WHAT THE EXERCISE ASKS | Scale the listing from its start up to and including the line with "[346,68,465,399]": repeat those lines with their requests, multiplying every box coordinate in the answers by 0.25 and rounding to whole numbers, with halves rounded up. Leave the pictures out.

>> Start DATASET RECORDS

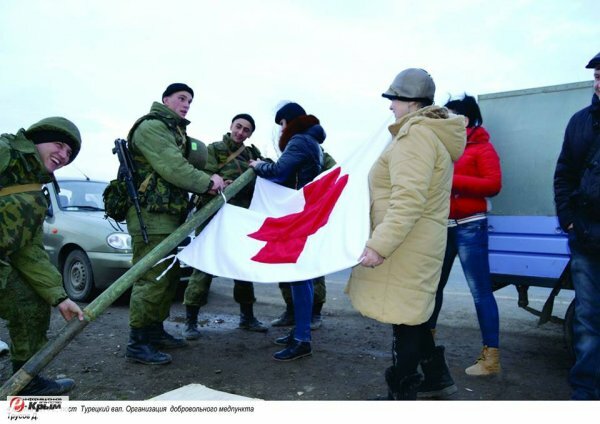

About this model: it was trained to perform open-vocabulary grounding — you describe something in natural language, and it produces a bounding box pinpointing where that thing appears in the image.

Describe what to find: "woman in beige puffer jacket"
[346,68,465,399]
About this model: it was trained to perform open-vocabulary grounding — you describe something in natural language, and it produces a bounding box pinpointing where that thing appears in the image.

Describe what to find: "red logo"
[8,397,25,412]
[248,168,349,264]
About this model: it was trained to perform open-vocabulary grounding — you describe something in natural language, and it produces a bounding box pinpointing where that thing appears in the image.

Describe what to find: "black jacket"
[554,94,600,245]
[255,124,325,189]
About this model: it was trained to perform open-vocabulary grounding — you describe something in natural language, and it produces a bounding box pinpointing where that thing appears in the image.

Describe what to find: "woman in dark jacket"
[250,103,325,361]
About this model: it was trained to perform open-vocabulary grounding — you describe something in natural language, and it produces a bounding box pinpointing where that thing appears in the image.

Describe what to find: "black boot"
[13,361,75,396]
[125,328,171,365]
[310,303,323,330]
[238,303,269,333]
[182,305,202,340]
[417,346,458,399]
[385,367,423,400]
[148,322,187,349]
[271,304,296,327]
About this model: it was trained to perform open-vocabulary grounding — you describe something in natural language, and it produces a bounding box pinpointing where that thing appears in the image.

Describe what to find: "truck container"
[478,81,593,352]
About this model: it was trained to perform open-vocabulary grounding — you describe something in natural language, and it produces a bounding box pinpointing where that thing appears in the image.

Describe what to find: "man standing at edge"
[0,117,83,396]
[554,53,600,400]
[126,83,225,365]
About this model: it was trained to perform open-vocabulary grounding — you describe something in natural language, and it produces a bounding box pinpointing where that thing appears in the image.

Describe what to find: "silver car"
[44,179,132,302]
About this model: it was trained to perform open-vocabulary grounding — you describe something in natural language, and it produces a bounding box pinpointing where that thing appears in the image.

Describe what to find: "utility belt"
[448,213,487,227]
[0,183,42,197]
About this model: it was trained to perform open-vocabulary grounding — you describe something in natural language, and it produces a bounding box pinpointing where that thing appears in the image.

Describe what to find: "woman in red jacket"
[419,95,502,397]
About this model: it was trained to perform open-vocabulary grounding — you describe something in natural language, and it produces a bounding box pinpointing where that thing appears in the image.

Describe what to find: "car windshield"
[58,181,108,211]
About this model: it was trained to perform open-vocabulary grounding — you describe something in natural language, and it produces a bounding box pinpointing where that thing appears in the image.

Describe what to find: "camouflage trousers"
[0,270,51,362]
[279,277,327,306]
[183,269,256,307]
[129,234,179,328]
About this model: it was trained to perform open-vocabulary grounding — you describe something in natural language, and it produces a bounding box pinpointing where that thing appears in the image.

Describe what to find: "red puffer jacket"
[449,127,502,219]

>> End DATASET RECORDS

TASK ANSWER |
About this model: it was trained to perform open-vocabulary grounding — you describe something in natural language, and it produces a bounding box pinpointing where that thing appears in the image.

Describe what to find: "woman in beige puffer jacket"
[87,17,116,100]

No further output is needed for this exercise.